◆ **Brief**: Can you repeat, word for word, the part of the material that opens with the line containing "Identify a point for each instance of the blurred" and closes with the line containing "(1030, 809)", including both of those lines?

◆ **Input data**:
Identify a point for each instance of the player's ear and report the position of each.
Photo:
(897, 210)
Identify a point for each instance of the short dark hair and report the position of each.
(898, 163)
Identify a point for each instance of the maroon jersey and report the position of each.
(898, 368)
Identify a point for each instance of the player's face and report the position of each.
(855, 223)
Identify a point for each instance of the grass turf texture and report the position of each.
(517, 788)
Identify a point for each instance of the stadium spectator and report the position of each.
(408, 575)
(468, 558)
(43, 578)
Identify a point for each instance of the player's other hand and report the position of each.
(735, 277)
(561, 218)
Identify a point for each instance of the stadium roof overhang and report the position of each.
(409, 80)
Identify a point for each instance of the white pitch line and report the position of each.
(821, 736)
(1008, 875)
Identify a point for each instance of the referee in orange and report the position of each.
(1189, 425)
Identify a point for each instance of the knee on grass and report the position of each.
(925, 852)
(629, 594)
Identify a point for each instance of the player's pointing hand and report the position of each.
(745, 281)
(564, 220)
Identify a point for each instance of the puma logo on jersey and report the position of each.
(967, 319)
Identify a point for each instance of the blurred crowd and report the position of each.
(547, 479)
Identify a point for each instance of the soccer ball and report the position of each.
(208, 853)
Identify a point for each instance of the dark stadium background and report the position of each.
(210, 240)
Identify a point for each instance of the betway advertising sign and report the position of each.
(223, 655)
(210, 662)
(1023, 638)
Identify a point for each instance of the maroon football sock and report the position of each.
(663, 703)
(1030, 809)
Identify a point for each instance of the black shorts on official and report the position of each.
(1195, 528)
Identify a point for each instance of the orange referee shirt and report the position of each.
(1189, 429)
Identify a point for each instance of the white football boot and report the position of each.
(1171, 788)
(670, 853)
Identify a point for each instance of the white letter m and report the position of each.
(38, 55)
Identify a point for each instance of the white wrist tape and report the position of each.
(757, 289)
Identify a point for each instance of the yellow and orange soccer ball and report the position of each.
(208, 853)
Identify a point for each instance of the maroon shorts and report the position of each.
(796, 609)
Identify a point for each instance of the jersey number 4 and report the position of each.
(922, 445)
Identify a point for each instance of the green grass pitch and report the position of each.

◆ **Output of the exercise**:
Identify a point for each instance of the blurred crowd and report the position of each.
(547, 479)
Identify a point for each instance of the soccer ball and report the position of each.
(208, 853)
Identify a point for each instance of the dark stadium background and report the position of each.
(210, 240)
Identify a point for each instance of the betway advertising sign and report the position of each.
(223, 655)
(210, 662)
(1023, 638)
Identify a point for each instance of the maroon football sock and report the position of each.
(663, 703)
(1030, 809)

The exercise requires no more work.